Review: GAC 200 and Jerry’s new medium/varnish


A new love in the studio

Nope, I’m not being compensated to say this.


I love Golden Paint Company’s GAC 100 as an all purpose medium, sealer, and adhesive, but I had read that GAC 200 was specifically for rigid surfaces and was less sticky, (a harder finish). Since I’m working more on panels and wood scraps, I decided to give 200 a try.

The first thing I used GAC 200 for was as an isolation coat and/or top coat on pieces done on panels. It leveled nice, dried very fast, and was almost immediately non-tacky. I loved that! It’s glossy like 100.

I’ll continue to use GAC 100 on canvases, as well as a good painting medium and adhesive, too. It’s very flexible when dry so it is really better suited to flexible surfaces like canvas. I used a lot of gel medium, GAC 100, and really any acrylic mediums I had on hand, to provide bonding strength in my sculpture materials.

Read more about Golden’s formulas here:

Read MSDS info on Golden Products:



Satin and Matte formulas


Another product I’ve used a little now is Jerry’s Medium and Varnish, which comes in Gloss, Satin, and Matte. I’ve only used the Satin and Matte since most other acrylic mediums I have are already glossy. This is new to me. They were demonstrating it in Jerry’s store a couple months ago and I liked it. It’s thin, so I didn’t need to water it down for use as a “varnish” even in our hot dry air.

This is a similar concept to Liquitex’s Medium/Varnish (which as far as I know only comes in gloss, a nice product, too).  Tri Art used to make a varnish/medium if I recall but I haven’t seen it offered in the Dick Blick catalog lately. I don’t always want a true varnish, and to just use matte medium or mix my own and hope it’s the right ratio, isn’t really ideal. Matte mediums are not recommended by the makers as a final finish, though I, and I suspect many artists, end up using it that way sometimes!

^^^^^^^^

COMPLETE THE FOLLOWING —
1: According to the review, in which finishes does Jerry's Medium and Varnish come?
2: Copy word for word the stretch of the review from "Review: GAC 200" through "glossy like 100.".
The records after the review are separate material and have no connection to it.

EXTRACTED DATA —
^^^^^^^^

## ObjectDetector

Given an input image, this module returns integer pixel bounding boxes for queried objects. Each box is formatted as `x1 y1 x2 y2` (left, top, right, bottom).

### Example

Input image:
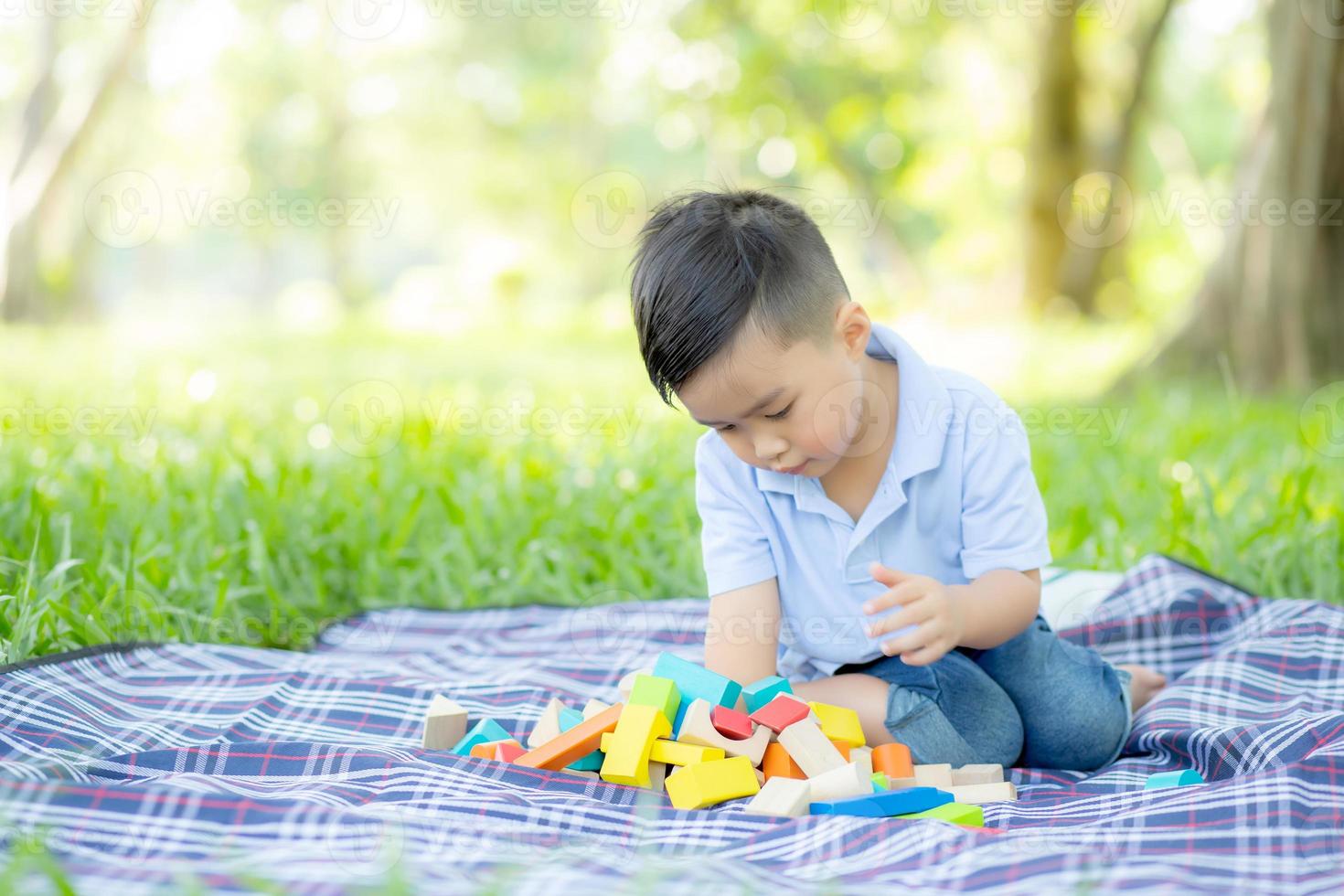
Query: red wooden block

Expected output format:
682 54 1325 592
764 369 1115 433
749 693 812 732
709 707 755 741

^^^^^^^^

FINAL RESULTS —
1: Gloss, Satin, and Matte.

2:
Review: GAC 200 and Jerry’s new medium/varnish


A new love in the studio

Nope, I’m not being compensated to say this.


I love Golden Paint Company’s GAC 100 as an all purpose medium, sealer, and adhesive, but I had read that GAC 200 was specifically for rigid surfaces and was less sticky, (a harder finish). Since I’m working more on panels and wood scraps, I decided to give 200 a try.

The first thing I used GAC 200 for was as an isolation coat and/or top coat on pieces done on panels. It leveled nice, dried very fast, and was almost immediately non-tacky. I loved that! It’s glossy like 100.